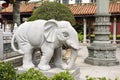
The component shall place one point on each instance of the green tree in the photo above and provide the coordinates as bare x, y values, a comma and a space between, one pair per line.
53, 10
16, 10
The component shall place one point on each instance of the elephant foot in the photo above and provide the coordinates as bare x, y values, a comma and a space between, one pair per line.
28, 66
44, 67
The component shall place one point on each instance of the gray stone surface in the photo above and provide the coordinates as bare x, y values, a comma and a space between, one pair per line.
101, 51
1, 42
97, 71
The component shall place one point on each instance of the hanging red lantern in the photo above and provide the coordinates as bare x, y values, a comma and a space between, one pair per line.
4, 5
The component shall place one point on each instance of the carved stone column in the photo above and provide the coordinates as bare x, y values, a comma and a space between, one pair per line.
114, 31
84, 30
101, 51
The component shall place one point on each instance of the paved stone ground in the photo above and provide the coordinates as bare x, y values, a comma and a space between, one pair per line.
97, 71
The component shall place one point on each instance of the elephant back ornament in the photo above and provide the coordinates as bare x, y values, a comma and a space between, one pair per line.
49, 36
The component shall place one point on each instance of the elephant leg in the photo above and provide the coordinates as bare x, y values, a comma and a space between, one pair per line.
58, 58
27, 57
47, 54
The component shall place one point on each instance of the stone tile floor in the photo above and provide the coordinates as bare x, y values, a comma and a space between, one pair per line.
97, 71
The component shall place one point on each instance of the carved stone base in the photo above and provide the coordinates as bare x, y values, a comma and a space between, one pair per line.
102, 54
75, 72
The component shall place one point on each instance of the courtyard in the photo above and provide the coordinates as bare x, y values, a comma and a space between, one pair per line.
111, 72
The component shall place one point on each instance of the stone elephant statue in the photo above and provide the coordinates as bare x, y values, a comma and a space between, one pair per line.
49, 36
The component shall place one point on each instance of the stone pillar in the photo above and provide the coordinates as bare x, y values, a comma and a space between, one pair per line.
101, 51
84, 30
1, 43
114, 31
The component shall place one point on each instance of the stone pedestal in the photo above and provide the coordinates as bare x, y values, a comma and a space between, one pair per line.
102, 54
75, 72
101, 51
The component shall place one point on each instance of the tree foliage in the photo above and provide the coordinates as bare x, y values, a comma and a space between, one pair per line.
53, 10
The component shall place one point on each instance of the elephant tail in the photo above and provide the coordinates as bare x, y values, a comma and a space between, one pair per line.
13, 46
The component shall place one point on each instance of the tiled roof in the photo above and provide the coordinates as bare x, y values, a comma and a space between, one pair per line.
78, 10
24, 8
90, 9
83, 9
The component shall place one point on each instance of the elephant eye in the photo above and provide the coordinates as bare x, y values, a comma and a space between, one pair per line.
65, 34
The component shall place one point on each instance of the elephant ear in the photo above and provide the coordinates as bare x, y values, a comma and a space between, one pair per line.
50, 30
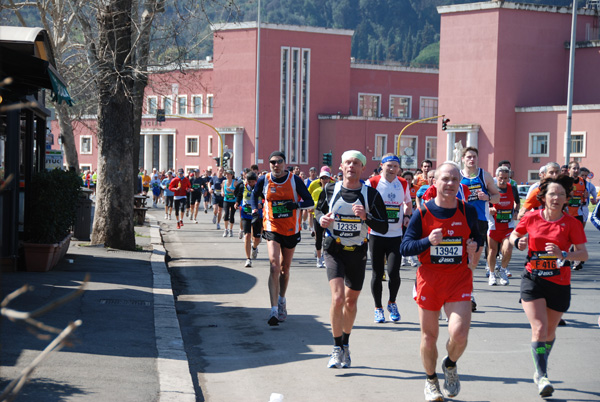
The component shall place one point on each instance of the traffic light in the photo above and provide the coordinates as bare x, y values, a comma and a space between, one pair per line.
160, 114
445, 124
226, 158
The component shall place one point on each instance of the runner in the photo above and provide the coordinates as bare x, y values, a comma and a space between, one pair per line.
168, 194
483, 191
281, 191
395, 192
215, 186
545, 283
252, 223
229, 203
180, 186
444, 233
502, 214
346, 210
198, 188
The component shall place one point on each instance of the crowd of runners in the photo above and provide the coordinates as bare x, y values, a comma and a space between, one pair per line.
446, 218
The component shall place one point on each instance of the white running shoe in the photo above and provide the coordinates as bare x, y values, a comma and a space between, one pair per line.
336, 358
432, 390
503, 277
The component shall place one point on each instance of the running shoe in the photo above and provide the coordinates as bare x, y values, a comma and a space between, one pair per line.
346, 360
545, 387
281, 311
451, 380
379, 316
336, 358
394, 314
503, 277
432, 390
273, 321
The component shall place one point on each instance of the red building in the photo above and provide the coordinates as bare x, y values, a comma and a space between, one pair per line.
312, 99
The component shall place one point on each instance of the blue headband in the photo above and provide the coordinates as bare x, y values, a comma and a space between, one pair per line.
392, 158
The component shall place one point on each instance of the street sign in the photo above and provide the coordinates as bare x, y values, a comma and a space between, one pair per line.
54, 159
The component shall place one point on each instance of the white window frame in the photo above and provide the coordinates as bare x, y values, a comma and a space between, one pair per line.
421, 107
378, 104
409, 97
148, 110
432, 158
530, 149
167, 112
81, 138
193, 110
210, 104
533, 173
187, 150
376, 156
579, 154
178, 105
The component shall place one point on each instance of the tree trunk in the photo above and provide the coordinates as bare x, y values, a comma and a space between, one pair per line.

__Exercise__. Leave out the pictures and reproduce the rest of the listing exactly.

__Solution__.
The component shall place one point on each instance of the green tree in the photo above and provide the coordinates as bare x, y values, a comma and a space between, one pair per line.
53, 10
16, 10
The component shall place one point on each instance of the elephant foot in the photo above and provide the coordinates as bare x, y values, a comma and a space between, one pair per line.
28, 66
44, 67
The component shall place one point on each instance of the gray stone surface in the photo above and provide the coordinates as bare x, y values, a comma and a space between, one pair per line.
101, 51
1, 42
97, 71
The component shall place one point on each instance of the hanging red lantern in the photo above and provide the coordinates as bare x, y values, a comma and a space between, one pair per line.
4, 5
The component shall place one point on each instance of the carved stone column in the photo above and provide the coordinates as bare x, y values, a comma and a space between, one pair per line.
114, 31
84, 30
101, 51
The component shall place one point on each instance of the paved stone ground in the photo above and provide the coordinates as bare x, y values, a comma and a space between, one pair per line.
97, 71
The component shall place one point on each instance of the elephant back ornament in the photo above and provide the coordinates as bare x, y values, a comma and a space between, one pair per line.
49, 36
The component shall place one point on each instance of the elephant leg in the photo above and provide the coordinates as bare x, y values, a comma and a space between, one pair per line.
58, 58
27, 57
47, 54
The component shall place one point on each instance of the stone tile floor in the photo above and provide the coordinates as bare x, y values, a comma and a space between, one pair per line.
97, 71
The component shall place one point on each instance of the carved stone base in the photo above and provide the coordinates as bare x, y values, a comma and a space between, one pair per line.
102, 54
75, 72
The component shall place one point on each instance of the courtyard in the photo above and provide the coordinates as bare x, y values, a comma and a space between, one pair per line.
111, 72
The component shall place one point on each instance of the stone elephant statue in the photo above and provide the coordinates as bare x, y values, a comma and a space between, one pair per line.
49, 36
The component shall place one point on each instance of the stone pillar in the photo above and provide the coordinates as bare x, y values, a comma and a space between, one pair per line.
101, 51
84, 30
1, 43
114, 31
The component shall place one point on each instance of the stone pedestal in the photo above and provide the coordinates as bare x, y values, a comma and a space between, one pair per line.
102, 54
75, 72
101, 51
The component shall place one point on each instance of the tree foliage in the photo above and provide the coordinates as bare x, y values, a comma and a space between, one pair per line.
53, 10
The component shall place one point on each instance of the elephant tail in the photo above and provide the coordinates as bare x, y values, a comma and a space between, one pair per line.
13, 46
The component shall place one point on each instance of the tiled roof in the photo above and provide the coordinates as bare x, y values, a comma and a space between, one pair per line.
78, 10
24, 8
90, 9
83, 9
The component shall place one point on each instance of the elephant eye in the photo above and provide the coordinates as bare x, y values, a comma and a space between, one pair per line.
65, 34
The component shall place one point on each instance of the elephant ear in the photo above and provide the coordinates as bare x, y values, a comma and a space between, one pair per line.
50, 30
The component shall place one point on each instance of the traffic light in the photo above and provide the coordinates as bare x, y values, a comma and a space between, one pair per line.
160, 114
445, 124
226, 158
The component shall place one point on each instance of the runner in the photo above and provide the coordinates as bare x, y values, a comma and a space between, one pair per line.
168, 194
483, 191
281, 191
395, 192
215, 186
545, 283
252, 223
229, 203
180, 186
444, 233
502, 214
346, 210
198, 188
The component shall place one point on each instance of the crowd of runners in the photo above and provide the coordinates as bare x, y values, a comma and a space between, one pair per line.
446, 218
The component shall place one point on each instance of the white running shoe in the photo above and provide the coordinates as bare x, y values, a comma and a space between, one pair per line.
336, 358
432, 390
503, 277
The component shall place one point on each instance of the running shoe in the photo above and provide the coordinates as bare x, y values, a comma and a space between, one pair per line.
346, 360
545, 387
281, 311
451, 380
379, 316
336, 358
394, 314
503, 277
432, 390
273, 321
The component shall place one point on each instance of the red building in the photo above and provide the coordinates as bare x, y values, a comma and a space between, one pair per line.
312, 99
The component shall place one point on each instance of the blue headband in the photo above and provide the coordinates as bare x, y values, a comma and a space between, one pair per line.
392, 158
The component shall place one point on each instance of the street sign in the photo above and provide the coordinates as bare x, y values, a comma and a space between, one pair per line.
54, 159
The component shall place one point on each instance of the white window frame in the photo above and provide the coordinates as bare x, y values, a comma and a space between, one pair per line.
421, 107
378, 104
409, 97
148, 110
432, 158
530, 149
167, 112
81, 138
193, 110
210, 104
533, 173
187, 150
376, 156
579, 154
178, 105
The component shall place one point on each instance of the tree trunk in the photo above and provide the coordinates as bare x, y values, a comma and a space between, one pair per line.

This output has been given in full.